» To do
Would you copy only the lines below, beginning with the one that contains "One marker serves each instance of the dormer" and running through the last entry line?

» Available records
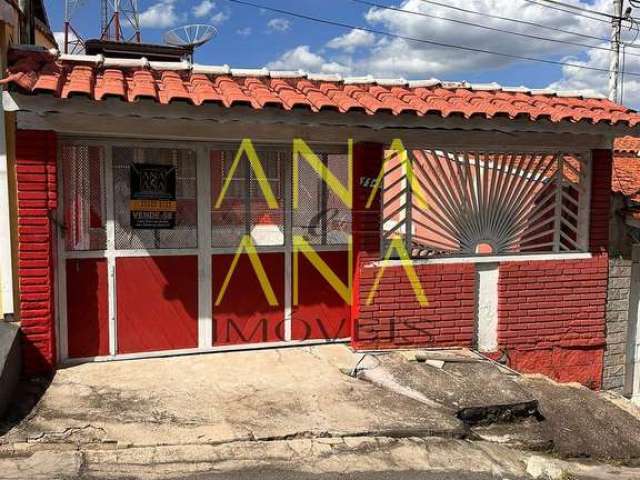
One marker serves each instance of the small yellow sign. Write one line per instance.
(152, 205)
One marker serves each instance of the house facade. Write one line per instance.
(167, 207)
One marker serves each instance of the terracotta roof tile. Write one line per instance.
(202, 90)
(64, 76)
(627, 144)
(626, 175)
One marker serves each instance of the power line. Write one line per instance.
(515, 20)
(420, 40)
(485, 27)
(575, 10)
(574, 7)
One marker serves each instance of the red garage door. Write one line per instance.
(167, 248)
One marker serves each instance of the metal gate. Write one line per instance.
(202, 261)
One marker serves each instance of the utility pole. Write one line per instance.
(614, 55)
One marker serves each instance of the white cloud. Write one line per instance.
(279, 24)
(303, 58)
(204, 8)
(349, 42)
(161, 15)
(395, 57)
(219, 18)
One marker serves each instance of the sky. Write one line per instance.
(250, 37)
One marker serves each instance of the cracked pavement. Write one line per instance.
(257, 414)
(227, 397)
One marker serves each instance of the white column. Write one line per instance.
(487, 306)
(6, 276)
(205, 293)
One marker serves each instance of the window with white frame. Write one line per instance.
(467, 202)
(321, 217)
(242, 208)
(184, 231)
(83, 197)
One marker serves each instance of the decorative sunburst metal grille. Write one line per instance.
(468, 202)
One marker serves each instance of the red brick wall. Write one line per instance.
(36, 184)
(395, 318)
(551, 317)
(552, 314)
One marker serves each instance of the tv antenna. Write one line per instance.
(113, 13)
(190, 36)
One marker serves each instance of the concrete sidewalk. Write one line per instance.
(226, 397)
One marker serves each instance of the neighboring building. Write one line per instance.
(622, 357)
(23, 22)
(133, 205)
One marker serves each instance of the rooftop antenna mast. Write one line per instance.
(73, 42)
(115, 13)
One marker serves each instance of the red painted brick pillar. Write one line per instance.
(37, 201)
(602, 161)
(367, 162)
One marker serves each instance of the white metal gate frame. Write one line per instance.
(203, 252)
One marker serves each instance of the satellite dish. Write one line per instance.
(192, 36)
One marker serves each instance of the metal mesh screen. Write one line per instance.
(84, 197)
(243, 208)
(465, 202)
(321, 217)
(185, 232)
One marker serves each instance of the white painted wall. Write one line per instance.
(487, 306)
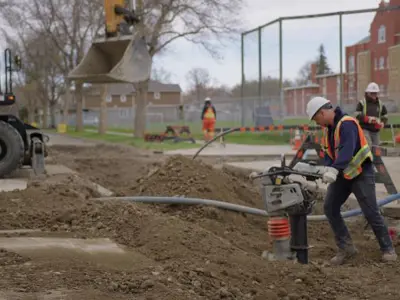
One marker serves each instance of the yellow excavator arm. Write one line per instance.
(117, 12)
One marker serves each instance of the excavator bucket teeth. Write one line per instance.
(114, 60)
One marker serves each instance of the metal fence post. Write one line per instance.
(259, 64)
(341, 58)
(281, 69)
(243, 80)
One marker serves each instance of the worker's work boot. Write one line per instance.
(389, 256)
(343, 255)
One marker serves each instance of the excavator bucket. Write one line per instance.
(114, 60)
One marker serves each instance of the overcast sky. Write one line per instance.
(301, 39)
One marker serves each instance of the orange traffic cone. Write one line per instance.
(297, 140)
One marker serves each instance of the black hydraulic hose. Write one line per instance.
(214, 139)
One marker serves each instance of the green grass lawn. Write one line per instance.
(249, 138)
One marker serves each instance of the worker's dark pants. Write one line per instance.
(363, 187)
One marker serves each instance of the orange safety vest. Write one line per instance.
(354, 168)
(209, 113)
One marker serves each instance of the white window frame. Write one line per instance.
(123, 113)
(381, 63)
(382, 34)
(352, 64)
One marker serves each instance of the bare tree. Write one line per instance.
(203, 22)
(199, 80)
(40, 73)
(69, 25)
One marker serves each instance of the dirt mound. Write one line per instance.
(188, 252)
(114, 167)
(181, 176)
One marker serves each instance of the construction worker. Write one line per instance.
(349, 169)
(209, 117)
(371, 113)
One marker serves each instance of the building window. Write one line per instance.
(382, 34)
(381, 63)
(123, 113)
(351, 64)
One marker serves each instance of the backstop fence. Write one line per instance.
(287, 61)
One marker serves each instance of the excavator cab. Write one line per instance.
(121, 56)
(10, 65)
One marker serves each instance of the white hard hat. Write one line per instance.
(372, 88)
(314, 105)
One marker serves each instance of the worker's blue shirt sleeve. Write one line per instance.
(348, 144)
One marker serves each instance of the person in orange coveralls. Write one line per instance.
(209, 117)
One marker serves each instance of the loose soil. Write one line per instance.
(183, 252)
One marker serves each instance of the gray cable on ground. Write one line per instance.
(235, 207)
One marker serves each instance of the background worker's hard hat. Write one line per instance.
(314, 105)
(372, 88)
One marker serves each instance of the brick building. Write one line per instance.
(374, 58)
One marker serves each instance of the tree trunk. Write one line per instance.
(141, 107)
(79, 107)
(45, 114)
(67, 100)
(52, 105)
(31, 114)
(103, 110)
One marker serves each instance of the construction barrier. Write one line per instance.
(286, 127)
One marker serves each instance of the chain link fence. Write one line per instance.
(289, 60)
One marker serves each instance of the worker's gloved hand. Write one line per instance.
(379, 125)
(253, 175)
(330, 175)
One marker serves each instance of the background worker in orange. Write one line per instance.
(209, 117)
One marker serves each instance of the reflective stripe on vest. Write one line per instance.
(364, 104)
(209, 114)
(354, 168)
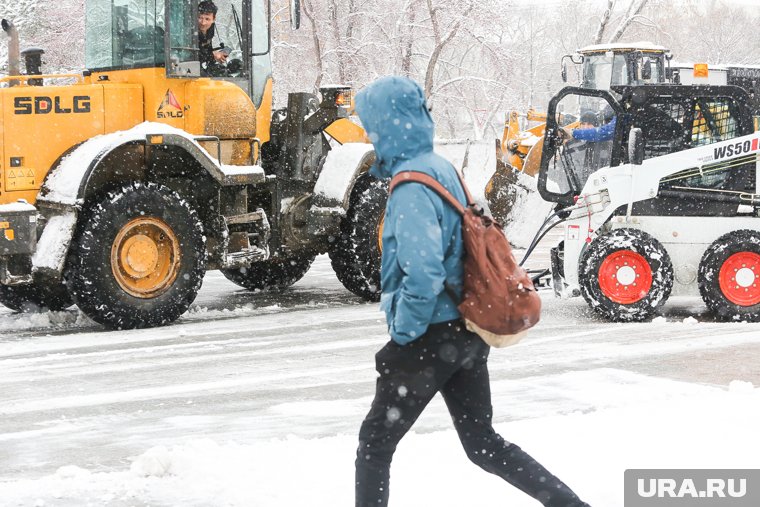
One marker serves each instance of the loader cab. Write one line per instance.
(672, 118)
(139, 34)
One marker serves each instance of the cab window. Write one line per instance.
(124, 34)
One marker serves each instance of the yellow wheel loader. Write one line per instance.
(121, 188)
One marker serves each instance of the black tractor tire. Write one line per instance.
(356, 253)
(274, 274)
(502, 192)
(34, 297)
(625, 275)
(138, 257)
(729, 276)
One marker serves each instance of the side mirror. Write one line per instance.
(295, 14)
(646, 70)
(636, 146)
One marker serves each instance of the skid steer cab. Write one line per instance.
(662, 201)
(123, 186)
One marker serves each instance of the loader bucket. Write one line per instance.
(501, 190)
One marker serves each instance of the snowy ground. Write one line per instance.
(256, 399)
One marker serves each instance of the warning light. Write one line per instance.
(700, 70)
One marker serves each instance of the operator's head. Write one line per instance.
(589, 120)
(206, 15)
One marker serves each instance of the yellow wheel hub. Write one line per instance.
(145, 257)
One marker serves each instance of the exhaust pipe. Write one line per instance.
(33, 64)
(14, 55)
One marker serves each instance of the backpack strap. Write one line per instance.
(433, 184)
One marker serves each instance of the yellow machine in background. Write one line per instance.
(601, 66)
(122, 187)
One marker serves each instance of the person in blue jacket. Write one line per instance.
(588, 130)
(430, 350)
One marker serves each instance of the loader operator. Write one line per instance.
(211, 60)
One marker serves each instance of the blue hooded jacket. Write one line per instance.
(422, 236)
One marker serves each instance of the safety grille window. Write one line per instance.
(663, 126)
(677, 125)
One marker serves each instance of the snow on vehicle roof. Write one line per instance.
(623, 46)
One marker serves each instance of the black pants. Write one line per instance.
(452, 360)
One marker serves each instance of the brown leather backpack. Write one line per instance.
(499, 302)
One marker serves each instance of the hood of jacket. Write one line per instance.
(394, 113)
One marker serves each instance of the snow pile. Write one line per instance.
(338, 171)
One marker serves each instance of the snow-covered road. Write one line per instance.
(258, 368)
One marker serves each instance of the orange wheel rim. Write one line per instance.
(739, 278)
(145, 257)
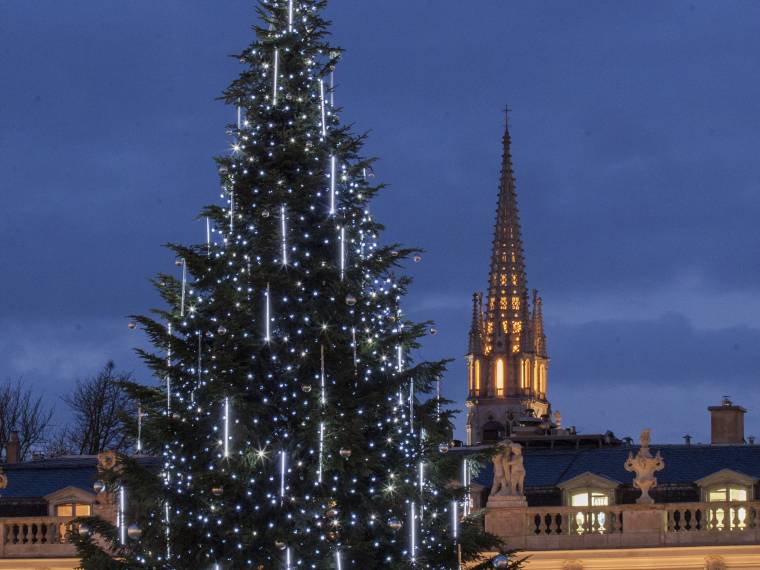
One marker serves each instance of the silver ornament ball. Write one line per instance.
(134, 532)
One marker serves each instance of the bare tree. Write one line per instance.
(97, 405)
(23, 413)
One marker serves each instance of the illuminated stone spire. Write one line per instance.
(476, 328)
(507, 287)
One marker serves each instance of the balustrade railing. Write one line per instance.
(574, 521)
(728, 516)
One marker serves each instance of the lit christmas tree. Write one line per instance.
(291, 428)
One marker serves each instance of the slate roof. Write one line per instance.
(683, 464)
(35, 479)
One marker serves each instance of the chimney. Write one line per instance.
(727, 423)
(11, 448)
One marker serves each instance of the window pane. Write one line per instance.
(579, 500)
(738, 494)
(64, 510)
(717, 495)
(599, 500)
(83, 510)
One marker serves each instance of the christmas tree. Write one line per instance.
(291, 427)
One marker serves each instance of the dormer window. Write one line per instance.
(73, 510)
(590, 498)
(725, 492)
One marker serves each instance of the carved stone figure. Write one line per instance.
(508, 471)
(644, 466)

» Response to the task
One marker serves each instance of the dormer window. Write one line per instance.
(73, 510)
(590, 498)
(725, 492)
One marker serves each instance of the carved stone figure. Write one line per instance.
(508, 471)
(644, 466)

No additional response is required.